SHORT PROBLEM: Count the lines in the material below that contain the word "help", and reply with only that number.

ENTRIES SHOWN:
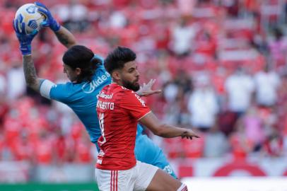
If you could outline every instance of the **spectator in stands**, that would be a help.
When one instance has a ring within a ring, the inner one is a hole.
[[[172,32],[171,50],[177,56],[185,57],[190,53],[196,30],[186,18],[182,18],[179,22]]]
[[[226,81],[228,109],[238,117],[245,112],[250,105],[254,89],[253,79],[243,68],[238,67]]]
[[[279,28],[274,30],[274,39],[269,42],[269,48],[272,59],[272,64],[276,69],[286,65],[287,53],[287,41],[283,31]]]
[[[26,85],[20,63],[16,64],[7,72],[7,96],[11,100],[15,100],[25,94]]]
[[[277,102],[277,91],[280,85],[280,77],[271,71],[269,64],[266,64],[264,71],[254,76],[256,101],[262,106],[270,107]]]
[[[191,123],[201,131],[208,131],[214,126],[219,111],[217,97],[206,74],[197,77],[194,86],[187,105]]]
[[[227,153],[229,144],[225,134],[214,125],[204,137],[204,156],[222,157]]]

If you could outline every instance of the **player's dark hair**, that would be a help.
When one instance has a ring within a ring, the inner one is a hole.
[[[136,58],[136,53],[129,48],[117,47],[105,59],[105,68],[112,74],[115,69],[122,69],[126,62],[134,61]]]
[[[77,82],[90,81],[98,64],[102,60],[95,57],[92,50],[82,45],[75,45],[65,52],[62,58],[63,62],[75,70],[79,68],[81,74],[77,76]]]

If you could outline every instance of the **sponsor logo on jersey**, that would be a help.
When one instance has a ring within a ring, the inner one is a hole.
[[[98,78],[93,79],[92,81],[85,83],[82,86],[83,91],[86,93],[93,92],[98,86],[105,83],[110,76],[110,74],[106,71],[105,74],[101,76],[98,76]]]

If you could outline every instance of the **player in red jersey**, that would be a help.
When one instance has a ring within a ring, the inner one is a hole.
[[[199,137],[189,129],[160,122],[135,93],[140,87],[136,57],[130,49],[119,47],[105,60],[113,82],[98,96],[97,113],[102,130],[98,141],[100,148],[95,168],[98,185],[105,191],[187,190],[178,180],[135,158],[138,122],[163,137]]]

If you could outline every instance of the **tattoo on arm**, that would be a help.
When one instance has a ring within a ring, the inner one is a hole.
[[[55,33],[57,38],[66,47],[69,48],[76,45],[76,39],[74,35],[66,28],[61,26],[60,30]]]
[[[24,75],[27,86],[33,90],[38,91],[40,79],[37,76],[36,69],[35,69],[32,56],[24,56],[23,59]]]
[[[56,35],[58,40],[61,42],[61,43],[63,44],[63,45],[64,45],[65,47],[69,46],[70,42],[69,41],[68,36],[61,33],[56,33]]]

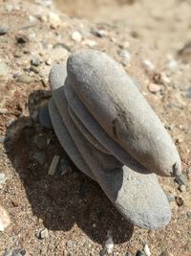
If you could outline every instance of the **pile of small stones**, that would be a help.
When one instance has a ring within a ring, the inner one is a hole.
[[[52,68],[50,85],[51,121],[76,167],[133,224],[166,225],[171,211],[155,174],[179,175],[180,155],[123,68],[102,52],[81,50]]]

THE SOLUTION: 6